▶

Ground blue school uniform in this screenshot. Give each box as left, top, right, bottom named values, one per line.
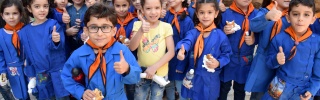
left=218, top=8, right=258, bottom=84
left=176, top=28, right=232, bottom=100
left=245, top=8, right=290, bottom=92
left=19, top=19, right=69, bottom=99
left=162, top=11, right=194, bottom=81
left=116, top=18, right=138, bottom=39
left=187, top=2, right=195, bottom=20
left=310, top=18, right=320, bottom=34
left=0, top=29, right=28, bottom=100
left=48, top=8, right=66, bottom=31
left=61, top=42, right=141, bottom=100
left=263, top=31, right=320, bottom=99
left=129, top=5, right=135, bottom=13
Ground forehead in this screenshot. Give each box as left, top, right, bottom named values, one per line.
left=3, top=5, right=19, bottom=13
left=143, top=0, right=161, bottom=6
left=31, top=0, right=49, bottom=4
left=197, top=3, right=215, bottom=10
left=290, top=4, right=313, bottom=12
left=114, top=0, right=130, bottom=4
left=87, top=16, right=113, bottom=26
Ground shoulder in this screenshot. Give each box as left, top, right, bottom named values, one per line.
left=133, top=21, right=142, bottom=26
left=72, top=44, right=94, bottom=57
left=213, top=28, right=228, bottom=39
left=160, top=21, right=171, bottom=28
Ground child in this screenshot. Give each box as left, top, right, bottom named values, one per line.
left=61, top=4, right=141, bottom=100
left=128, top=0, right=175, bottom=99
left=187, top=0, right=225, bottom=19
left=162, top=0, right=194, bottom=100
left=0, top=0, right=28, bottom=99
left=176, top=0, right=232, bottom=99
left=264, top=0, right=320, bottom=99
left=129, top=0, right=142, bottom=17
left=49, top=0, right=69, bottom=31
left=218, top=0, right=257, bottom=99
left=19, top=0, right=69, bottom=99
left=113, top=0, right=138, bottom=45
left=245, top=0, right=290, bottom=99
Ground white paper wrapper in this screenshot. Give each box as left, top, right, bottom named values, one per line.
left=28, top=78, right=36, bottom=94
left=140, top=73, right=170, bottom=87
left=202, top=55, right=215, bottom=73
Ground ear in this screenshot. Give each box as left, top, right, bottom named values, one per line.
left=286, top=14, right=290, bottom=23
left=27, top=6, right=32, bottom=13
left=111, top=26, right=117, bottom=37
left=83, top=27, right=89, bottom=35
left=311, top=16, right=317, bottom=24
left=214, top=10, right=219, bottom=18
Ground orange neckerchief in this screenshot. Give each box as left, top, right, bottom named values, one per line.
left=87, top=38, right=115, bottom=86
left=194, top=23, right=216, bottom=64
left=315, top=12, right=320, bottom=18
left=4, top=22, right=24, bottom=56
left=285, top=26, right=312, bottom=60
left=116, top=12, right=135, bottom=42
left=266, top=2, right=288, bottom=40
left=169, top=8, right=187, bottom=34
left=132, top=10, right=138, bottom=18
left=55, top=8, right=64, bottom=13
left=229, top=1, right=254, bottom=48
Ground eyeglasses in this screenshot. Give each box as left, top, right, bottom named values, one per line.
left=87, top=25, right=113, bottom=33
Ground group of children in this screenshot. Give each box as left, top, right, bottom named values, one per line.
left=0, top=0, right=320, bottom=100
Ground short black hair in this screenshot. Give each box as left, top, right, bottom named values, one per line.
left=288, top=0, right=315, bottom=16
left=84, top=3, right=117, bottom=26
left=141, top=0, right=162, bottom=8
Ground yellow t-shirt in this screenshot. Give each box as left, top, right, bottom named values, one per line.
left=132, top=21, right=173, bottom=76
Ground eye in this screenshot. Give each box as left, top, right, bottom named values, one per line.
left=13, top=12, right=19, bottom=15
left=122, top=4, right=127, bottom=7
left=116, top=5, right=120, bottom=7
left=293, top=13, right=298, bottom=16
left=44, top=5, right=49, bottom=8
left=304, top=14, right=310, bottom=16
left=200, top=12, right=204, bottom=14
left=34, top=5, right=39, bottom=8
left=156, top=7, right=160, bottom=9
left=90, top=26, right=98, bottom=30
left=3, top=12, right=9, bottom=15
left=209, top=11, right=212, bottom=14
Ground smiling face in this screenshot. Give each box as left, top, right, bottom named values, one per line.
left=141, top=0, right=161, bottom=23
left=27, top=0, right=49, bottom=23
left=54, top=0, right=68, bottom=9
left=114, top=0, right=130, bottom=18
left=196, top=3, right=218, bottom=28
left=288, top=4, right=315, bottom=35
left=168, top=0, right=182, bottom=8
left=84, top=16, right=117, bottom=47
left=132, top=0, right=142, bottom=10
left=1, top=5, right=21, bottom=27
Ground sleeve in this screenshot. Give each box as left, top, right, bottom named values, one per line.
left=0, top=44, right=6, bottom=74
left=121, top=47, right=142, bottom=84
left=176, top=20, right=194, bottom=72
left=132, top=21, right=142, bottom=32
left=218, top=13, right=226, bottom=30
left=249, top=8, right=272, bottom=32
left=49, top=22, right=65, bottom=50
left=164, top=23, right=173, bottom=38
left=175, top=30, right=196, bottom=54
left=266, top=36, right=281, bottom=69
left=306, top=45, right=320, bottom=95
left=216, top=35, right=232, bottom=68
left=24, top=58, right=36, bottom=77
left=61, top=54, right=86, bottom=100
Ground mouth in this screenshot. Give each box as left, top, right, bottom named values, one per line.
left=95, top=38, right=105, bottom=42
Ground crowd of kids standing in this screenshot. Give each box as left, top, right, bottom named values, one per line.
left=0, top=0, right=320, bottom=100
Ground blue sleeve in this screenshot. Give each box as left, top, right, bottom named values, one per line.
left=49, top=23, right=65, bottom=50
left=0, top=45, right=6, bottom=74
left=307, top=47, right=320, bottom=95
left=250, top=9, right=272, bottom=32
left=266, top=37, right=281, bottom=69
left=176, top=30, right=196, bottom=54
left=176, top=20, right=194, bottom=72
left=24, top=58, right=36, bottom=77
left=217, top=36, right=232, bottom=68
left=121, top=47, right=142, bottom=84
left=61, top=54, right=85, bottom=100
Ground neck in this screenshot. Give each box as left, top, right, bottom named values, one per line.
left=74, top=3, right=84, bottom=10
left=174, top=5, right=183, bottom=12
left=277, top=6, right=285, bottom=12
left=33, top=18, right=47, bottom=25
left=295, top=29, right=308, bottom=38
left=236, top=3, right=248, bottom=13
left=119, top=13, right=128, bottom=21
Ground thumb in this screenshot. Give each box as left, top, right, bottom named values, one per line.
left=119, top=50, right=125, bottom=60
left=162, top=1, right=167, bottom=10
left=53, top=25, right=57, bottom=33
left=137, top=10, right=145, bottom=22
left=279, top=46, right=283, bottom=53
left=273, top=1, right=278, bottom=10
left=63, top=8, right=68, bottom=14
left=181, top=44, right=185, bottom=51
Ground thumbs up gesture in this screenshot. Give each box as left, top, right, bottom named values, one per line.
left=265, top=1, right=283, bottom=21
left=206, top=57, right=220, bottom=69
left=177, top=44, right=186, bottom=60
left=62, top=8, right=70, bottom=24
left=114, top=50, right=129, bottom=74
left=277, top=46, right=285, bottom=65
left=160, top=1, right=167, bottom=18
left=52, top=26, right=60, bottom=43
left=245, top=31, right=255, bottom=45
left=138, top=10, right=150, bottom=33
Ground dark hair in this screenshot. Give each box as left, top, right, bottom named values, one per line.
left=193, top=0, right=221, bottom=26
left=179, top=0, right=189, bottom=20
left=0, top=0, right=29, bottom=25
left=141, top=0, right=162, bottom=8
left=111, top=0, right=131, bottom=5
left=84, top=3, right=117, bottom=26
left=288, top=0, right=315, bottom=16
left=24, top=0, right=52, bottom=18
left=261, top=0, right=272, bottom=8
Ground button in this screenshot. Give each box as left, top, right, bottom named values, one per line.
left=305, top=75, right=309, bottom=78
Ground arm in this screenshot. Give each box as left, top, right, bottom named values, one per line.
left=61, top=54, right=86, bottom=100
left=176, top=21, right=194, bottom=72
left=50, top=23, right=65, bottom=50
left=250, top=9, right=272, bottom=32
left=175, top=30, right=196, bottom=54
left=129, top=22, right=143, bottom=51
left=149, top=35, right=175, bottom=71
left=121, top=47, right=142, bottom=84
left=216, top=36, right=232, bottom=68
left=306, top=47, right=320, bottom=95
left=266, top=37, right=282, bottom=69
left=0, top=45, right=6, bottom=74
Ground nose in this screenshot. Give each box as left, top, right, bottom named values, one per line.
left=9, top=14, right=13, bottom=19
left=62, top=0, right=65, bottom=3
left=136, top=0, right=140, bottom=3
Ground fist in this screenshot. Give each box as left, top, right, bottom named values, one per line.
left=114, top=50, right=129, bottom=74
left=244, top=32, right=255, bottom=45
left=206, top=57, right=220, bottom=69
left=277, top=46, right=285, bottom=65
left=62, top=8, right=70, bottom=24
left=177, top=44, right=186, bottom=60
left=52, top=26, right=60, bottom=43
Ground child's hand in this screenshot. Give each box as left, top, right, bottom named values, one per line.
left=176, top=70, right=183, bottom=73
left=52, top=26, right=60, bottom=43
left=144, top=66, right=157, bottom=79
left=123, top=39, right=130, bottom=47
left=245, top=32, right=255, bottom=45
left=277, top=46, right=286, bottom=65
left=300, top=91, right=312, bottom=100
left=160, top=1, right=167, bottom=18
left=137, top=10, right=150, bottom=33
left=66, top=26, right=79, bottom=36
left=114, top=50, right=129, bottom=74
left=82, top=89, right=95, bottom=100
left=224, top=24, right=235, bottom=35
left=81, top=32, right=88, bottom=42
left=265, top=1, right=282, bottom=21
left=206, top=57, right=219, bottom=69
left=219, top=0, right=226, bottom=12
left=75, top=19, right=81, bottom=27
left=62, top=8, right=70, bottom=24
left=177, top=44, right=186, bottom=60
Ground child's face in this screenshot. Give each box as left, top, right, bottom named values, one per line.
left=1, top=5, right=21, bottom=27
left=141, top=0, right=162, bottom=23
left=196, top=3, right=218, bottom=28
left=55, top=0, right=68, bottom=9
left=168, top=0, right=182, bottom=8
left=85, top=0, right=101, bottom=7
left=131, top=0, right=142, bottom=10
left=73, top=0, right=85, bottom=5
left=274, top=0, right=291, bottom=10
left=114, top=0, right=130, bottom=18
left=84, top=17, right=116, bottom=47
left=288, top=4, right=315, bottom=35
left=234, top=0, right=252, bottom=8
left=28, top=0, right=49, bottom=21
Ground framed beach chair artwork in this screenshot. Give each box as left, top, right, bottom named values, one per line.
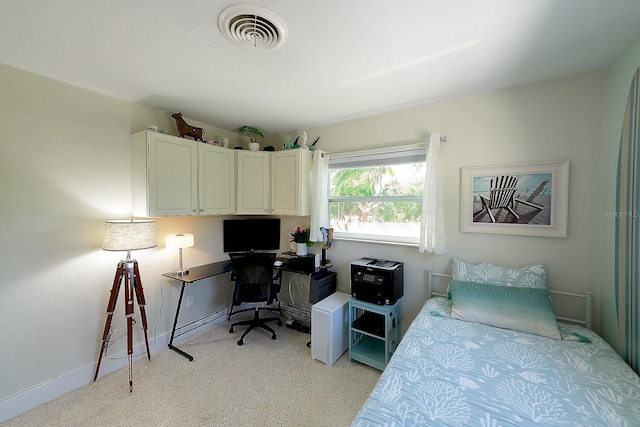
left=460, top=161, right=569, bottom=237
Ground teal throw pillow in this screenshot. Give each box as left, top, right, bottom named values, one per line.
left=449, top=279, right=561, bottom=340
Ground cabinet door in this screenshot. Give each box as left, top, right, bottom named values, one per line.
left=271, top=149, right=312, bottom=215
left=132, top=131, right=198, bottom=217
left=198, top=144, right=235, bottom=215
left=236, top=150, right=270, bottom=214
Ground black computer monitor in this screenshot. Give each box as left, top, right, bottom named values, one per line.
left=223, top=218, right=281, bottom=253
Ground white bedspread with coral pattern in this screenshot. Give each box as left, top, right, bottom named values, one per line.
left=352, top=297, right=640, bottom=427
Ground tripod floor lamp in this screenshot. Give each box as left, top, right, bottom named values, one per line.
left=94, top=219, right=156, bottom=392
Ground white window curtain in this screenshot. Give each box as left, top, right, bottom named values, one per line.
left=419, top=133, right=446, bottom=254
left=310, top=150, right=330, bottom=242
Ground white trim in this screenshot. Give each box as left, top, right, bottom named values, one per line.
left=327, top=136, right=446, bottom=159
left=0, top=364, right=94, bottom=423
left=328, top=142, right=426, bottom=160
left=329, top=146, right=426, bottom=169
left=333, top=232, right=419, bottom=246
left=0, top=315, right=228, bottom=423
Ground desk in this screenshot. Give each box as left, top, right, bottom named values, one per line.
left=163, top=260, right=233, bottom=361
left=164, top=258, right=335, bottom=361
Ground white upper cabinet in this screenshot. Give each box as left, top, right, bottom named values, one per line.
left=235, top=150, right=271, bottom=214
left=132, top=130, right=312, bottom=217
left=131, top=131, right=234, bottom=217
left=271, top=149, right=312, bottom=215
left=132, top=131, right=198, bottom=217
left=198, top=143, right=235, bottom=215
left=235, top=149, right=312, bottom=215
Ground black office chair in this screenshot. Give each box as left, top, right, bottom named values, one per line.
left=228, top=252, right=283, bottom=345
left=227, top=258, right=283, bottom=321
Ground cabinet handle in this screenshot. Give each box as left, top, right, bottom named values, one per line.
left=200, top=209, right=204, bottom=213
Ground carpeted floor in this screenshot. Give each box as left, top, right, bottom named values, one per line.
left=2, top=316, right=381, bottom=426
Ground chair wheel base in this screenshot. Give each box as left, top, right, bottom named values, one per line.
left=229, top=327, right=234, bottom=333
left=237, top=339, right=243, bottom=345
left=272, top=334, right=277, bottom=340
left=277, top=320, right=282, bottom=326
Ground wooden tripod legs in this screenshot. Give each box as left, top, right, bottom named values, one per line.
left=94, top=260, right=151, bottom=392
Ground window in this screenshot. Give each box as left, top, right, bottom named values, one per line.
left=328, top=146, right=425, bottom=245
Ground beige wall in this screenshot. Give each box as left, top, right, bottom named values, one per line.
left=600, top=32, right=640, bottom=353
left=0, top=63, right=262, bottom=419
left=0, top=60, right=607, bottom=420
left=279, top=70, right=605, bottom=338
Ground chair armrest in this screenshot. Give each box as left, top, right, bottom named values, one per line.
left=514, top=197, right=544, bottom=210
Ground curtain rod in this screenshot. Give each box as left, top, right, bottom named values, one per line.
left=322, top=135, right=446, bottom=158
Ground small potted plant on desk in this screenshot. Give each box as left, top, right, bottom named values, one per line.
left=291, top=226, right=313, bottom=256
left=236, top=125, right=264, bottom=151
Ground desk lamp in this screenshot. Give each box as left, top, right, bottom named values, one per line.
left=95, top=219, right=156, bottom=392
left=166, top=233, right=195, bottom=275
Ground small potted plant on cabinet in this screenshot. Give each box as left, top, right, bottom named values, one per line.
left=236, top=125, right=264, bottom=151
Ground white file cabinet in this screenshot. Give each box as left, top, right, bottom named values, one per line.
left=311, top=292, right=350, bottom=366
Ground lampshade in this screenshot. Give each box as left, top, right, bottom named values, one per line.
left=103, top=220, right=157, bottom=251
left=166, top=233, right=195, bottom=249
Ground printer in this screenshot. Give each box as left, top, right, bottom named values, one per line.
left=350, top=258, right=403, bottom=305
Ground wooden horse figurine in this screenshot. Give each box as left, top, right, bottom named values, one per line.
left=171, top=112, right=205, bottom=142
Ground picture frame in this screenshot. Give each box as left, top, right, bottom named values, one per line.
left=460, top=160, right=569, bottom=237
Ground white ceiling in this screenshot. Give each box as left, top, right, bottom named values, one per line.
left=2, top=1, right=640, bottom=134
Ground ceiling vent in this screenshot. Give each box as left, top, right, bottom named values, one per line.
left=218, top=5, right=287, bottom=51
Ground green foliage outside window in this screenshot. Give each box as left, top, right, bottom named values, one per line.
left=330, top=164, right=424, bottom=224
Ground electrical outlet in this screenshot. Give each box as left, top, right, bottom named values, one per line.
left=186, top=295, right=194, bottom=308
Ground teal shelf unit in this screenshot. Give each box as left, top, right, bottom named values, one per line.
left=348, top=297, right=400, bottom=371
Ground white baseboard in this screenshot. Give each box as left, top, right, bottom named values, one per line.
left=0, top=312, right=229, bottom=423
left=0, top=362, right=95, bottom=423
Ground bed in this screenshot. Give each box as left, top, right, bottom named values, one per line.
left=352, top=259, right=640, bottom=426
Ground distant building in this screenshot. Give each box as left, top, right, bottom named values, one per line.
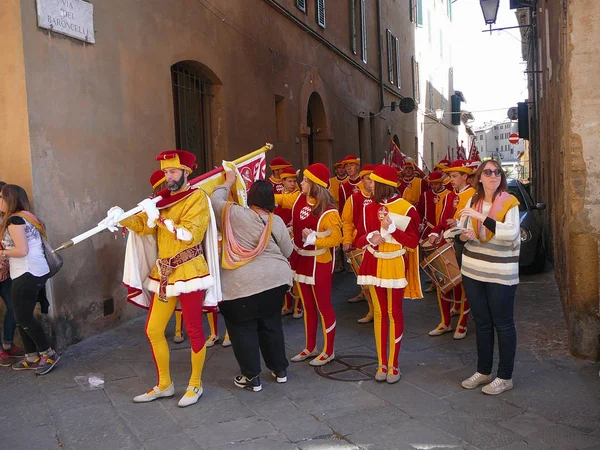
left=473, top=121, right=522, bottom=163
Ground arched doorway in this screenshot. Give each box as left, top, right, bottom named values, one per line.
left=305, top=92, right=331, bottom=167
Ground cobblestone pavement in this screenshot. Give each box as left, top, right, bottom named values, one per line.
left=1, top=269, right=599, bottom=450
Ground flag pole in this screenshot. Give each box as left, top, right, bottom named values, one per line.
left=53, top=143, right=273, bottom=253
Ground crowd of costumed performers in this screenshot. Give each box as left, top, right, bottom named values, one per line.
left=94, top=142, right=521, bottom=407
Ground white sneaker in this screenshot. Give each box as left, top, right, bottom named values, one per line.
left=461, top=372, right=492, bottom=389
left=428, top=324, right=453, bottom=336
left=482, top=377, right=513, bottom=395
left=205, top=335, right=219, bottom=347
left=178, top=386, right=203, bottom=407
left=133, top=383, right=174, bottom=403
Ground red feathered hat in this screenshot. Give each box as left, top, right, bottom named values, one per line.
left=341, top=155, right=361, bottom=166
left=269, top=157, right=292, bottom=170
left=279, top=167, right=298, bottom=179
left=304, top=163, right=331, bottom=188
left=370, top=165, right=399, bottom=188
left=442, top=159, right=472, bottom=175
left=150, top=170, right=166, bottom=189
left=428, top=171, right=444, bottom=182
left=156, top=150, right=197, bottom=173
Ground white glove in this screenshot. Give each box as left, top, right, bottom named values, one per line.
left=98, top=206, right=124, bottom=232
left=138, top=198, right=160, bottom=229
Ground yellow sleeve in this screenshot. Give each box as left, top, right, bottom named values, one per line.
left=158, top=190, right=209, bottom=244
left=341, top=197, right=356, bottom=246
left=274, top=191, right=301, bottom=210
left=315, top=210, right=343, bottom=249
left=119, top=212, right=157, bottom=236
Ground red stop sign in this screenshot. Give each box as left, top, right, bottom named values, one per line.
left=508, top=133, right=519, bottom=144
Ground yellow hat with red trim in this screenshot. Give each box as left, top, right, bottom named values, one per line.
left=156, top=150, right=197, bottom=173
left=359, top=164, right=377, bottom=179
left=442, top=159, right=472, bottom=175
left=341, top=154, right=361, bottom=166
left=279, top=167, right=298, bottom=179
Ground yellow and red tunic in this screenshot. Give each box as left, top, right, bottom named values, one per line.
left=452, top=185, right=476, bottom=220
left=268, top=175, right=285, bottom=194
left=341, top=187, right=373, bottom=247
left=399, top=176, right=429, bottom=206
left=329, top=175, right=347, bottom=206
left=275, top=191, right=342, bottom=285
left=120, top=187, right=212, bottom=297
left=274, top=187, right=299, bottom=227
left=355, top=195, right=420, bottom=292
left=338, top=177, right=363, bottom=213
left=416, top=188, right=455, bottom=238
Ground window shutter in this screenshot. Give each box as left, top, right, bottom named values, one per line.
left=296, top=0, right=306, bottom=13
left=387, top=30, right=394, bottom=84
left=395, top=37, right=401, bottom=88
left=360, top=0, right=367, bottom=63
left=409, top=0, right=414, bottom=22
left=350, top=0, right=357, bottom=54
left=412, top=56, right=420, bottom=103
left=417, top=0, right=423, bottom=26
left=317, top=0, right=326, bottom=28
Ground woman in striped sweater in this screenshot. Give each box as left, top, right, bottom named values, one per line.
left=457, top=160, right=521, bottom=396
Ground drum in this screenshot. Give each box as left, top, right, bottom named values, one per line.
left=419, top=241, right=462, bottom=295
left=346, top=248, right=364, bottom=277
left=419, top=239, right=437, bottom=262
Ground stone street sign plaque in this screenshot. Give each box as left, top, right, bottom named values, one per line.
left=36, top=0, right=95, bottom=43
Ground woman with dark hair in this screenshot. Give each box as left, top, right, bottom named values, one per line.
left=0, top=181, right=23, bottom=366
left=275, top=163, right=342, bottom=366
left=355, top=165, right=421, bottom=383
left=210, top=170, right=293, bottom=392
left=0, top=184, right=59, bottom=375
left=458, top=159, right=521, bottom=395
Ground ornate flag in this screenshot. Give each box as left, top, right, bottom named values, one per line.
left=456, top=140, right=467, bottom=160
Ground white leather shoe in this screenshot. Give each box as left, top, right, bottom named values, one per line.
left=178, top=386, right=203, bottom=407
left=357, top=313, right=374, bottom=324
left=133, top=383, right=174, bottom=403
left=453, top=326, right=467, bottom=340
left=309, top=352, right=335, bottom=366
left=290, top=348, right=318, bottom=362
left=428, top=324, right=453, bottom=336
left=205, top=335, right=219, bottom=347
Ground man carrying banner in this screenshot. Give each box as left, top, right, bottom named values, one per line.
left=101, top=150, right=217, bottom=408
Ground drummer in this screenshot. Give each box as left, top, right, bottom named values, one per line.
left=341, top=164, right=377, bottom=322
left=416, top=171, right=459, bottom=336
left=441, top=160, right=475, bottom=340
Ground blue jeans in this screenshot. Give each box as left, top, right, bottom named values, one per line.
left=462, top=276, right=518, bottom=380
left=0, top=279, right=16, bottom=345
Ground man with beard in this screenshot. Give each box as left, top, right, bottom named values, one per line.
left=102, top=150, right=217, bottom=408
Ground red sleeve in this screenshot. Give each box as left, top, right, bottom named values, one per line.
left=353, top=202, right=375, bottom=248
left=338, top=184, right=346, bottom=214
left=388, top=207, right=420, bottom=249
left=416, top=192, right=426, bottom=218
left=421, top=179, right=429, bottom=194
left=431, top=192, right=456, bottom=235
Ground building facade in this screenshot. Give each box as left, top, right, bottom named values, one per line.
left=474, top=121, right=523, bottom=163
left=518, top=0, right=600, bottom=359
left=2, top=0, right=454, bottom=347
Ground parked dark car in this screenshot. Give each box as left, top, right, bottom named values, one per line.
left=507, top=179, right=546, bottom=272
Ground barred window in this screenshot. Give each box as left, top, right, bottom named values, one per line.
left=316, top=0, right=326, bottom=28
left=296, top=0, right=306, bottom=13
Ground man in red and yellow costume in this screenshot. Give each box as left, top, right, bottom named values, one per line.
left=434, top=158, right=453, bottom=191
left=329, top=160, right=348, bottom=207
left=276, top=167, right=303, bottom=319
left=398, top=158, right=428, bottom=206
left=106, top=150, right=217, bottom=408
left=338, top=155, right=362, bottom=213
left=341, top=164, right=377, bottom=322
left=268, top=157, right=292, bottom=194
left=427, top=159, right=475, bottom=340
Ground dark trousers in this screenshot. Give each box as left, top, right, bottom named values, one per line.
left=462, top=275, right=517, bottom=380
left=0, top=279, right=16, bottom=345
left=11, top=273, right=50, bottom=354
left=219, top=285, right=289, bottom=379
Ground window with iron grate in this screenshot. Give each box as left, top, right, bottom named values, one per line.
left=296, top=0, right=306, bottom=13
left=316, top=0, right=326, bottom=28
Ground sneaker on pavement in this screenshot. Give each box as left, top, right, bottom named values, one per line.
left=0, top=350, right=13, bottom=367
left=271, top=369, right=287, bottom=383
left=461, top=372, right=492, bottom=389
left=428, top=324, right=453, bottom=336
left=11, top=356, right=40, bottom=371
left=234, top=375, right=262, bottom=392
left=133, top=383, right=175, bottom=403
left=7, top=345, right=24, bottom=357
left=482, top=377, right=513, bottom=395
left=35, top=351, right=61, bottom=376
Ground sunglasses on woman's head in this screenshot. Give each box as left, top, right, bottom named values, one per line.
left=482, top=169, right=502, bottom=177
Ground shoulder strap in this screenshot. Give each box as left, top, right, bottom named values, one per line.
left=13, top=212, right=47, bottom=238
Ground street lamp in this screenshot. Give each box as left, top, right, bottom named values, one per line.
left=435, top=109, right=444, bottom=122
left=480, top=0, right=500, bottom=25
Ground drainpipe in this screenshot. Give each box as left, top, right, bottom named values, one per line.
left=376, top=0, right=385, bottom=111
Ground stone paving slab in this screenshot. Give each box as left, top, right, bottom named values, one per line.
left=1, top=270, right=600, bottom=450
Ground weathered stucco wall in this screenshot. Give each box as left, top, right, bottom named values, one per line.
left=536, top=0, right=600, bottom=359
left=13, top=0, right=421, bottom=347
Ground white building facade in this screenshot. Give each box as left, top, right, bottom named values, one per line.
left=474, top=121, right=523, bottom=163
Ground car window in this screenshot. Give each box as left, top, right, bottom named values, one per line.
left=508, top=186, right=527, bottom=211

◀

Everything from the line containing "Ground window with" through the final line of the entries is to be written out exactly. No other lines belong in the answer.

Ground window with iron grate in this screenshot. Give each box as left, top, right, bottom named values, one per line.
left=296, top=0, right=306, bottom=13
left=316, top=0, right=326, bottom=28
Ground sneaker on pavement in this screenshot. Give each box as left, top, right, bottom named values, one per line.
left=0, top=350, right=13, bottom=367
left=271, top=369, right=287, bottom=383
left=461, top=372, right=492, bottom=389
left=428, top=324, right=453, bottom=336
left=11, top=356, right=40, bottom=371
left=234, top=375, right=262, bottom=392
left=133, top=383, right=175, bottom=403
left=7, top=345, right=24, bottom=357
left=482, top=377, right=513, bottom=395
left=35, top=351, right=61, bottom=376
Ground sunglasses on woman's head in this screenshot. Give each box as left, top, right, bottom named values, one per line.
left=482, top=169, right=502, bottom=177
Ground shoulder strap in this screenshot. Give each box as left, top, right, bottom named values, one per line.
left=13, top=212, right=47, bottom=238
Ground street lamp in this screenshot. Give each box as left, top, right, bottom named values, one per line.
left=435, top=109, right=444, bottom=122
left=480, top=0, right=500, bottom=25
Ground drainpipe in this screenshot. Give each box as left, top, right, bottom named values, one per line.
left=376, top=0, right=385, bottom=111
Ground stone paving slab in this screenshot. Give each box as left, top, right, bottom named values, one per line.
left=1, top=270, right=600, bottom=450
Ground weathered stucco wall in this screenshot. Give each box as left, top, right, bottom named values, one per line.
left=536, top=0, right=600, bottom=359
left=13, top=0, right=421, bottom=347
Ground white building facade in this screenshot. Give each box as left, top, right, bottom named values, one per line.
left=474, top=121, right=523, bottom=163
Ground car window in this screenshot. Give each box as left, top, right, bottom named values, one per line.
left=508, top=186, right=527, bottom=211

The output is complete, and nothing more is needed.